▶ **STATED TASK**:
Return each line of the listing below that contains the string "instance", treating uppercase and lowercase as different.

▶ **SUPPLIED ENTRIES**:

---------------

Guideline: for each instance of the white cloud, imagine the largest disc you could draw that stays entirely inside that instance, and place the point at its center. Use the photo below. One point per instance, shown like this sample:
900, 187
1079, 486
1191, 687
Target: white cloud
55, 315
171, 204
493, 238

---------------

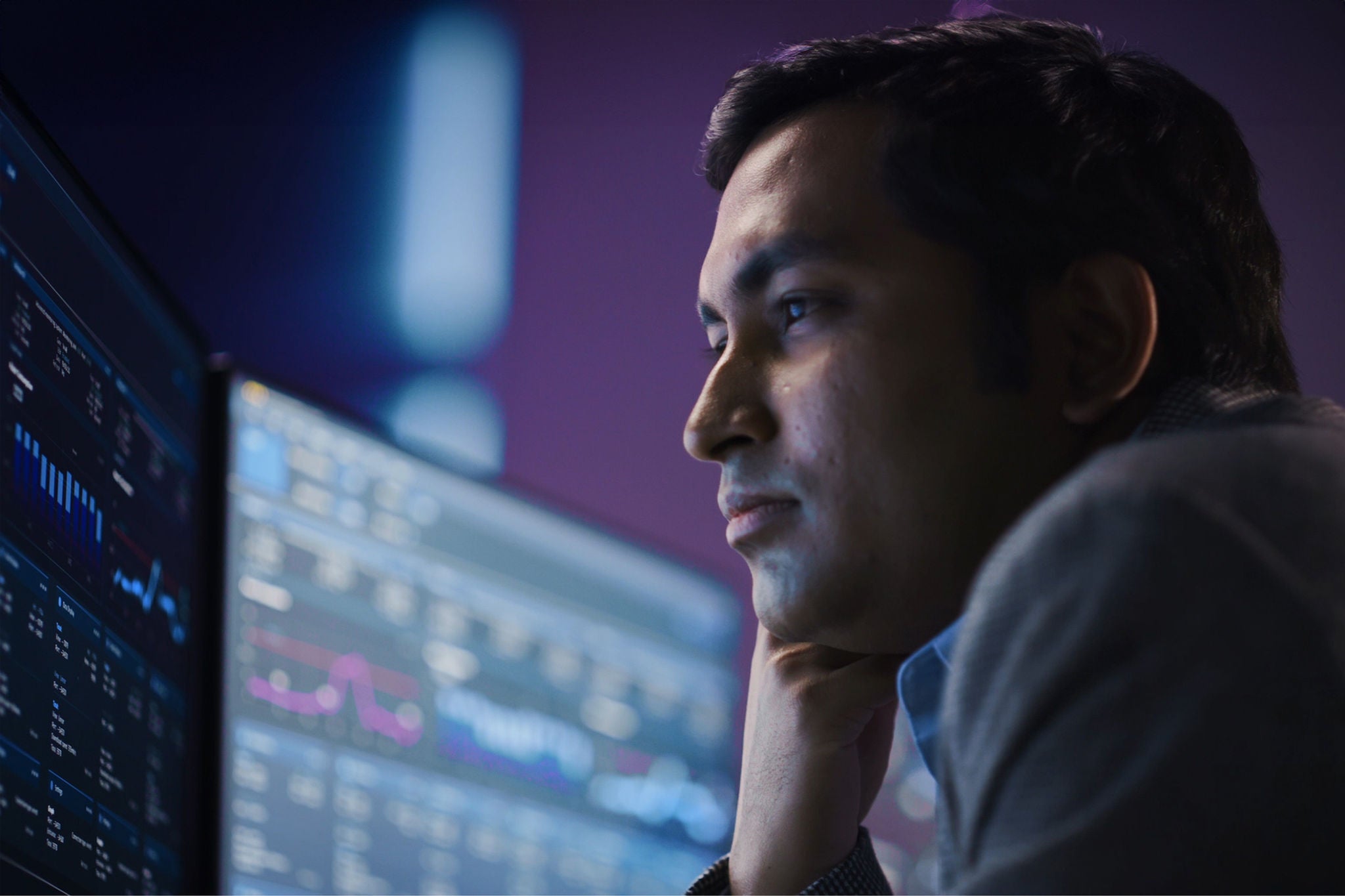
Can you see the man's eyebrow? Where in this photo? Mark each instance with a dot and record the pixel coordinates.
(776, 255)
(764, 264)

---------------

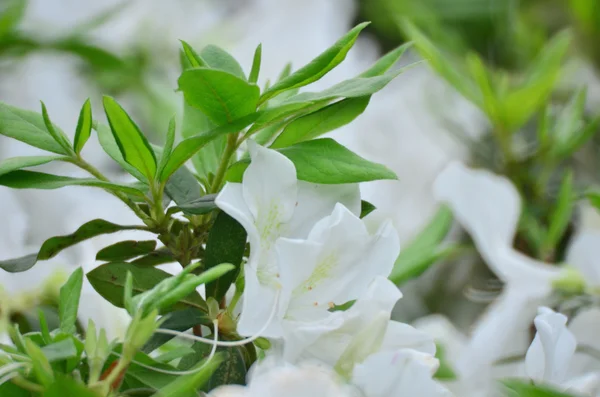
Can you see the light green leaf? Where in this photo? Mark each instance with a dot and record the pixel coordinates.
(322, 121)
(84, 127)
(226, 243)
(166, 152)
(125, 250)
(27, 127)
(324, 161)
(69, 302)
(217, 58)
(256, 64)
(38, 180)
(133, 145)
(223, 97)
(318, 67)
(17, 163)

---------------

▶ **TASK ANSWER**:
Guideline: for each instance of the white cloud, imagine the largest disc you could draw that stays entirely inside that instance, and place the point at its center. Use the photo below. One point per instance, shown like this sample:
Can you see the man's eyebrow? Where in this photo? Mark each instance with a dot and record the pixel coordinates.
Can you see the light green leaf? Where in this photo? Mark each instance with a dot and record the pixel coordinates.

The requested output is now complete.